SHORT EXERCISE 1: In the passage on Tocqueville, which visitor to America noticed the same culture of intellectual conformity a decade later?
SHORT EXERCISE 2: Show every line of the listing that contains the word "cooktop".

SUPPLIED PASSAGE:
Benjamin Franklin’s purported reply to Philadelphia socialite Elizabeth Powel’s question, as the 1787 Constitutional Convention concluded, as to what kind of government the delegates had created is famously equivocal: “A republic, madam—if you can keep it.” By the early 1830s, Alexis de Tocqueville, touring Jacksonian America seemingly with a Sherlockian magnifying glass and ruminating over Madison’s worries about the tyranny of the majority in Federalist 10, began to grasp how profoundly challenging Franklin’s reply had been: historically, republics had not been long-lived. Already, the young Frenchman noticed troubling currents in American culture that ran counter to the Founders’ spirit of liberty in thought and action. “I know of no country in which there is so little independence of mind and real freedom of discussion as in America,” he pronounced—the result of a culture of intellectual conformity that needed no physical coercion, as visitor Charles Dickens also noticed a decade later. “The majority lives in the perpetual utterance of self-applause,” Tocqueville remarked, noting: “The smallest reproach irritates its sensibility, and the slightest joke that has any foundation in truth renders it indignant.” Try an anti-PC joke at Columbia or Wesleyan, if you want to feel a smile freeze on your face.

Reflecting on his American travels, which he hoped would help him better understand the democratic wave he saw sweeping Europe, Tocqueville noticed the buds of a more troubling tyranny—not an intellectual oppression but a gentle though genuine political oppression—that threatens all democratic nations and that later really did come to full flower not just in the European Union but—though much less flamboyantly—even in America. Democratic governments, Tocqueville theorized, have a tendency toward paternalism, which would be untroubling if “its object was to prepare men for manhood; but it seeks, on the contrary, to keep them in perpetual childhood: it is well content that the people should rejoice, provided they think of nothing but rejoicing”—as with my Soviet acquaintance’s sexual revolution. Such a government, writes Tocqueville, in his most-quoted passage, “covers the surface of society with a network of small complicated rules, minute and uniform, through which the most original minds and the most energetic characters cannot penetrate, to rise above the crowd. The will of man is not shattered, but softened, bent, and guided; men are seldom forced by it to act, but they are constantly restrained from acting. Such a power does not destroy, but it prevents existence; it does not tyrannize, but it compresses, enervates, extinguishes, and stupefies a people, till each nation is reduced to nothing better but a flock of timid and industrious animals, of which the government is the shepherd.” Such “gentle . . . servitude,” Tocqueville feared, could easily coexist with “the outward forms of freedom” and arise even “under the wing of the sovereignty of the people.”

STORED ROWS:

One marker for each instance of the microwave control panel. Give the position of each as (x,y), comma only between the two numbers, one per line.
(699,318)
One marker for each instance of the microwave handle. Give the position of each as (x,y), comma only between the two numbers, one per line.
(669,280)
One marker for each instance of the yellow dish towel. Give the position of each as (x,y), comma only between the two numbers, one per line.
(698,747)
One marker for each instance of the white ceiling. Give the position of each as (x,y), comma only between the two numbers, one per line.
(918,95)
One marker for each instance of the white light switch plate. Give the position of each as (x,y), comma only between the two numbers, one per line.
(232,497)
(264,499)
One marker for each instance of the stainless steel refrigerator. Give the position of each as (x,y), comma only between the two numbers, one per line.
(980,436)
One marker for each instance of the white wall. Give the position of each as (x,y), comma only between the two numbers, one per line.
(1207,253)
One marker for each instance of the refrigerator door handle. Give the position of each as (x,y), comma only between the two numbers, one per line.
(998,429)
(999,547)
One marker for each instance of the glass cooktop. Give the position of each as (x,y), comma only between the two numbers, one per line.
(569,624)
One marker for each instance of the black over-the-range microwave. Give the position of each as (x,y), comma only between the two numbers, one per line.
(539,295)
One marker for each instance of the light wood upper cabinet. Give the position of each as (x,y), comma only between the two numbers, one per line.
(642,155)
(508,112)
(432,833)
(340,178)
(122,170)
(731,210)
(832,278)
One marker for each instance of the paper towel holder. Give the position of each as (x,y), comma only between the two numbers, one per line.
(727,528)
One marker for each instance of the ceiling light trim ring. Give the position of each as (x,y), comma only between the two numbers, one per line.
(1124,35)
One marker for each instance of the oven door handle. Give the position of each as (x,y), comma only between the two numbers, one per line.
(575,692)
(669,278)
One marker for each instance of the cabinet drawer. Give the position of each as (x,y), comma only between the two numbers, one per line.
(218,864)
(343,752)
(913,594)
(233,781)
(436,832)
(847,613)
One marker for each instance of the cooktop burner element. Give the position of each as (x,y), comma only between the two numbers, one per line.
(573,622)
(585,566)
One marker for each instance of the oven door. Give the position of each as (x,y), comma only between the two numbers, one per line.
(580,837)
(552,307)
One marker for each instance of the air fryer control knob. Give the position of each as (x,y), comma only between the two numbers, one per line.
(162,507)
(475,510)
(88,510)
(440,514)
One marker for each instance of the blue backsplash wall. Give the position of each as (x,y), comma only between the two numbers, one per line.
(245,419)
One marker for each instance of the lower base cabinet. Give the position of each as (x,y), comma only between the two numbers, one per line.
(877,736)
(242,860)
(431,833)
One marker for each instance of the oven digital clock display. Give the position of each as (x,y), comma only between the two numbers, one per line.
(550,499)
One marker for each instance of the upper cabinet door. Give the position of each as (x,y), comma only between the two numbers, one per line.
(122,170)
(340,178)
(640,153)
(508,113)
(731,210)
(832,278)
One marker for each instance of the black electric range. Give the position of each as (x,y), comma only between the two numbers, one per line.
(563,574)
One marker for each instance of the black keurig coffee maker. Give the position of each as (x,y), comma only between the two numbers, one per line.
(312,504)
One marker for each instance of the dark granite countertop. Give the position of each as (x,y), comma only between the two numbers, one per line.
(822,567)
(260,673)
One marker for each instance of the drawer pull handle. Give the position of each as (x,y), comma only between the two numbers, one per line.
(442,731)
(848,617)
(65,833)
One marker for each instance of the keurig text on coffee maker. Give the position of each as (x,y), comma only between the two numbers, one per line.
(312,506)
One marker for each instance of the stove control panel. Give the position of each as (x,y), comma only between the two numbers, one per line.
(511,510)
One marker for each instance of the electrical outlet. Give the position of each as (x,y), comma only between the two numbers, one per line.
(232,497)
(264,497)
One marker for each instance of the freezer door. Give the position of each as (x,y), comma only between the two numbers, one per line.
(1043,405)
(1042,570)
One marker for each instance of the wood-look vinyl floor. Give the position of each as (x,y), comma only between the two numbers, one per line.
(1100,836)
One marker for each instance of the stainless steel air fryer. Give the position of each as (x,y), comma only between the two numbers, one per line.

PROBLEM SOLUTION 1: Charles Dickens

PROBLEM SOLUTION 2:
One marker for each instance of the glass cooktop. Give the position of each as (x,y), comma only between the two numbers, one per line.
One marker for each instance of the cooktop burner element. Give the position of each as (x,y), comma only between the two numbers, one per line.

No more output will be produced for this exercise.